((

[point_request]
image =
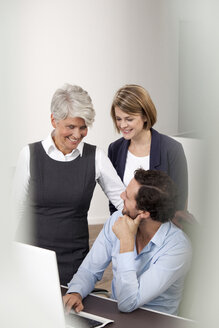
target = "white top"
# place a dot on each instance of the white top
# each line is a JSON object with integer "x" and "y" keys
{"x": 105, "y": 175}
{"x": 133, "y": 163}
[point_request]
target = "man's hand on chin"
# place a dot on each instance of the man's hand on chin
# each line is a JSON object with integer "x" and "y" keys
{"x": 125, "y": 230}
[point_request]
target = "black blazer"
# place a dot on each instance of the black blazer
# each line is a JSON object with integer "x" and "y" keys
{"x": 166, "y": 155}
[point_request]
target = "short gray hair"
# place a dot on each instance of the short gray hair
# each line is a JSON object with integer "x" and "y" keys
{"x": 72, "y": 101}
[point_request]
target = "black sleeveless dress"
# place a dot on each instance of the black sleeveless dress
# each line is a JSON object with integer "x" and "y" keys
{"x": 59, "y": 199}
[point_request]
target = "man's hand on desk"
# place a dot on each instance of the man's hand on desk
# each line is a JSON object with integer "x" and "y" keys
{"x": 73, "y": 300}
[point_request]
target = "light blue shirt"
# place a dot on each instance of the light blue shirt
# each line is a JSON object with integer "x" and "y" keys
{"x": 152, "y": 279}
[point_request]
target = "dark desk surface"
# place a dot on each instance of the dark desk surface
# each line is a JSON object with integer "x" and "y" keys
{"x": 139, "y": 318}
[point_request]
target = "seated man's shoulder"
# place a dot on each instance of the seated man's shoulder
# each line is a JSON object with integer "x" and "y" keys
{"x": 177, "y": 237}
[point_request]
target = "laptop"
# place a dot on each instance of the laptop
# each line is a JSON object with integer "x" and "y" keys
{"x": 37, "y": 275}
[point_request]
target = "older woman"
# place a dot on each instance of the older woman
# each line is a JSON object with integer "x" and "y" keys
{"x": 134, "y": 115}
{"x": 57, "y": 177}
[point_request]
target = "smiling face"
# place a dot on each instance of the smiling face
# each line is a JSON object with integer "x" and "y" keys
{"x": 128, "y": 197}
{"x": 131, "y": 126}
{"x": 68, "y": 133}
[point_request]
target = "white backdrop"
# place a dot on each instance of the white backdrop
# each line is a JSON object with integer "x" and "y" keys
{"x": 99, "y": 45}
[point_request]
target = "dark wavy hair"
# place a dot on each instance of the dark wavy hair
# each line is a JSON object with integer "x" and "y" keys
{"x": 157, "y": 194}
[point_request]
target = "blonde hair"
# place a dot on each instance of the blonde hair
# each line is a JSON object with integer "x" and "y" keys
{"x": 135, "y": 100}
{"x": 72, "y": 101}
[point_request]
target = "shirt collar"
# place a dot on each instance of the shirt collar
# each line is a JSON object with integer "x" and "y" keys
{"x": 49, "y": 145}
{"x": 161, "y": 233}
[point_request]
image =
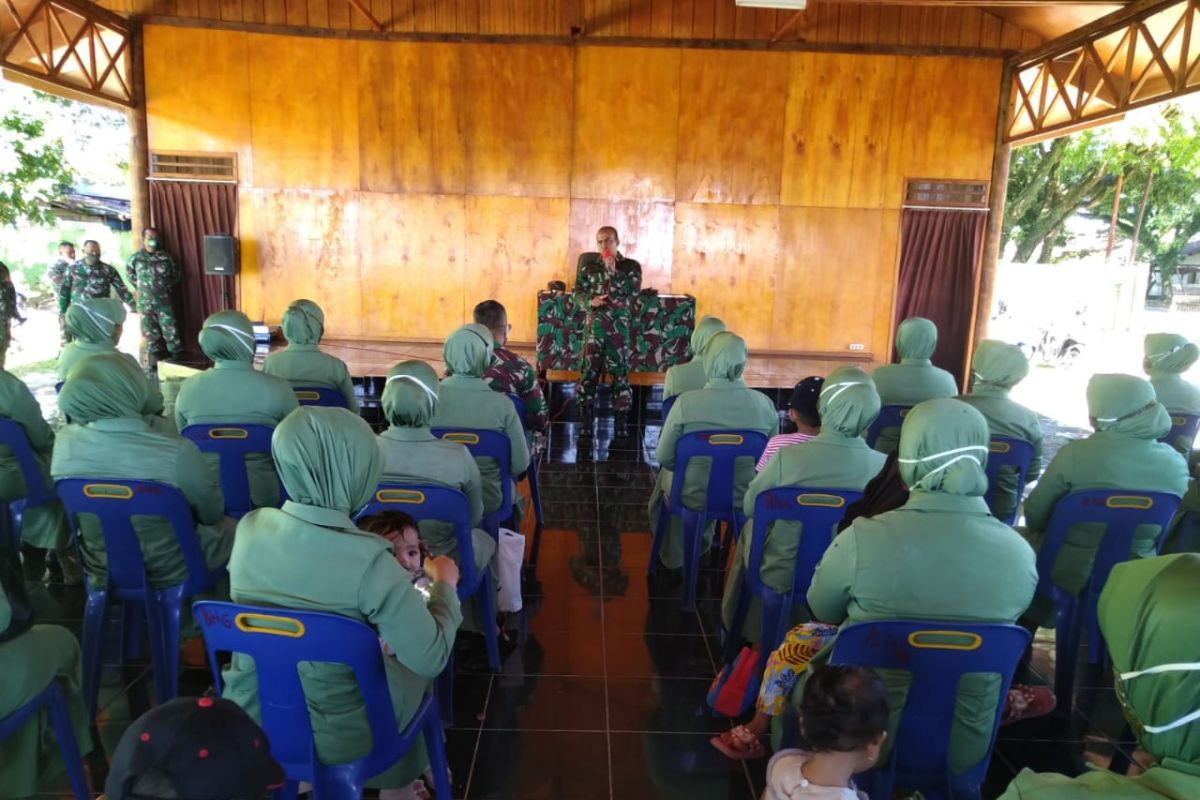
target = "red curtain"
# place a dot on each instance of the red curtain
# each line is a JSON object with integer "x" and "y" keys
{"x": 939, "y": 258}
{"x": 184, "y": 212}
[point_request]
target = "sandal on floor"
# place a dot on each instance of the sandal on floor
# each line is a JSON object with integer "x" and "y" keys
{"x": 739, "y": 744}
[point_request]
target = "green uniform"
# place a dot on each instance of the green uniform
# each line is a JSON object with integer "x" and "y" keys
{"x": 466, "y": 401}
{"x": 838, "y": 458}
{"x": 1123, "y": 453}
{"x": 915, "y": 379}
{"x": 724, "y": 403}
{"x": 234, "y": 392}
{"x": 301, "y": 362}
{"x": 310, "y": 555}
{"x": 1149, "y": 620}
{"x": 413, "y": 455}
{"x": 109, "y": 439}
{"x": 689, "y": 376}
{"x": 154, "y": 276}
{"x": 999, "y": 367}
{"x": 940, "y": 557}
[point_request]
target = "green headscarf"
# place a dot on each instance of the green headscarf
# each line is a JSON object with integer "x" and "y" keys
{"x": 304, "y": 323}
{"x": 228, "y": 336}
{"x": 999, "y": 364}
{"x": 1169, "y": 354}
{"x": 916, "y": 338}
{"x": 95, "y": 320}
{"x": 1127, "y": 404}
{"x": 468, "y": 350}
{"x": 725, "y": 356}
{"x": 328, "y": 457}
{"x": 1147, "y": 613}
{"x": 411, "y": 396}
{"x": 103, "y": 386}
{"x": 849, "y": 402}
{"x": 943, "y": 447}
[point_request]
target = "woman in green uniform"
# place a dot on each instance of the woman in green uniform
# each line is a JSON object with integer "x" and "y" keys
{"x": 233, "y": 392}
{"x": 309, "y": 555}
{"x": 301, "y": 362}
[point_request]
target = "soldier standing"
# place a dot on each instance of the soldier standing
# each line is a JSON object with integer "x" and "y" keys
{"x": 606, "y": 284}
{"x": 154, "y": 274}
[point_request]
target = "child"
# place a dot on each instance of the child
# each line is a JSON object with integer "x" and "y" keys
{"x": 844, "y": 719}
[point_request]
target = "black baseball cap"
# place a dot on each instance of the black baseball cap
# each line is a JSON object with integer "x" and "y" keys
{"x": 207, "y": 747}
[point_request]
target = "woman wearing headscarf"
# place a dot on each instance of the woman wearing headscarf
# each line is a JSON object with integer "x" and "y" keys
{"x": 997, "y": 367}
{"x": 301, "y": 362}
{"x": 413, "y": 455}
{"x": 916, "y": 378}
{"x": 1147, "y": 614}
{"x": 685, "y": 377}
{"x": 310, "y": 555}
{"x": 724, "y": 403}
{"x": 1122, "y": 453}
{"x": 108, "y": 438}
{"x": 233, "y": 392}
{"x": 466, "y": 401}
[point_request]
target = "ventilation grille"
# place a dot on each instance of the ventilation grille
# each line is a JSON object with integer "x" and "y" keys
{"x": 166, "y": 164}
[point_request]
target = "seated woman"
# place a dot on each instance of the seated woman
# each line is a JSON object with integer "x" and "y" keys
{"x": 684, "y": 377}
{"x": 1122, "y": 453}
{"x": 234, "y": 392}
{"x": 413, "y": 455}
{"x": 997, "y": 367}
{"x": 837, "y": 459}
{"x": 309, "y": 555}
{"x": 1147, "y": 615}
{"x": 301, "y": 364}
{"x": 466, "y": 401}
{"x": 724, "y": 403}
{"x": 109, "y": 439}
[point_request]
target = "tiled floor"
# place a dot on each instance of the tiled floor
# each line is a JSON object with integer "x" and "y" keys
{"x": 601, "y": 693}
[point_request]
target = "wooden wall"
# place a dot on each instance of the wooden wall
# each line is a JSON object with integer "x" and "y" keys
{"x": 399, "y": 184}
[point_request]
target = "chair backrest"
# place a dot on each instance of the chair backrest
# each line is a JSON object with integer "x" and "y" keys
{"x": 279, "y": 641}
{"x": 724, "y": 447}
{"x": 891, "y": 416}
{"x": 936, "y": 655}
{"x": 1006, "y": 451}
{"x": 115, "y": 503}
{"x": 817, "y": 510}
{"x": 232, "y": 444}
{"x": 1120, "y": 512}
{"x": 321, "y": 396}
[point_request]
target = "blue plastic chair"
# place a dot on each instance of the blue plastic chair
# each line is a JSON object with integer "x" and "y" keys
{"x": 1006, "y": 451}
{"x": 115, "y": 503}
{"x": 487, "y": 444}
{"x": 232, "y": 444}
{"x": 55, "y": 703}
{"x": 321, "y": 396}
{"x": 280, "y": 641}
{"x": 724, "y": 449}
{"x": 37, "y": 491}
{"x": 1121, "y": 512}
{"x": 936, "y": 655}
{"x": 819, "y": 511}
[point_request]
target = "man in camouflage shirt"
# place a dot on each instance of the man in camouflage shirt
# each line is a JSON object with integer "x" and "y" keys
{"x": 154, "y": 275}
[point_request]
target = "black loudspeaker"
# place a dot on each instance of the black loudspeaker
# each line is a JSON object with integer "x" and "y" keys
{"x": 220, "y": 254}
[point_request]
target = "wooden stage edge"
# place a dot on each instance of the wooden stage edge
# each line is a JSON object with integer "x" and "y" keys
{"x": 766, "y": 370}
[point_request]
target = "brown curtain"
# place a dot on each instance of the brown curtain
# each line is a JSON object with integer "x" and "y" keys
{"x": 939, "y": 257}
{"x": 183, "y": 214}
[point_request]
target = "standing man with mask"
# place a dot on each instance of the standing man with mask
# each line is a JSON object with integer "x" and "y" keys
{"x": 605, "y": 286}
{"x": 154, "y": 274}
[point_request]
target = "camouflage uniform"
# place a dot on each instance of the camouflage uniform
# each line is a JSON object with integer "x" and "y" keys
{"x": 154, "y": 275}
{"x": 607, "y": 347}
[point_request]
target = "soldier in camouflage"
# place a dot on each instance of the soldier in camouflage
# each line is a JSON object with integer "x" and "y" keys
{"x": 154, "y": 275}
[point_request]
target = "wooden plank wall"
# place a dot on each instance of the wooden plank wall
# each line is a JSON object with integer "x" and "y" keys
{"x": 399, "y": 182}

))

Would you please repeat the lines above exactly, from the first line of the listing through the line holding "# place a dot on each instance of the dark desk", with nothing added and no pictures?

### REPLY
[point_request]
image =
target = "white top"
# place a dot on each instance of the white top
# each line is a JSON object with integer "x" and "y" keys
{"x": 105, "y": 175}
{"x": 133, "y": 163}
[point_request]
target = "man's hand on chin"
# place a dot on each instance of the man's hand on chin
# each line is a JSON object with integer "x" and "y" keys
{"x": 125, "y": 230}
[point_request]
target = "black blazer"
# place a dot on each instance of the black blazer
# each line is a JSON object with integer "x" and "y" keys
{"x": 166, "y": 155}
[point_request]
target = "short gray hair"
# place a dot on each instance of the short gray hair
# each line is a JSON object with integer "x" and "y" keys
{"x": 72, "y": 101}
[point_request]
target = "black sleeveless dress"
# place a dot on each instance of the black sleeveless dress
# each line is a JSON object with integer "x" and "y" keys
{"x": 59, "y": 199}
[point_request]
target = "man's hand on desk"
# place a dot on each instance of the man's hand on desk
# each line is a JSON object with integer "x" and "y" keys
{"x": 73, "y": 300}
[point_request]
target = "light blue shirt"
# place a dot on each instance of the light blue shirt
# each line is a JSON object with integer "x" and "y" keys
{"x": 152, "y": 279}
[point_request]
target = "dark desk surface"
# place a dot on each instance of the dark desk surface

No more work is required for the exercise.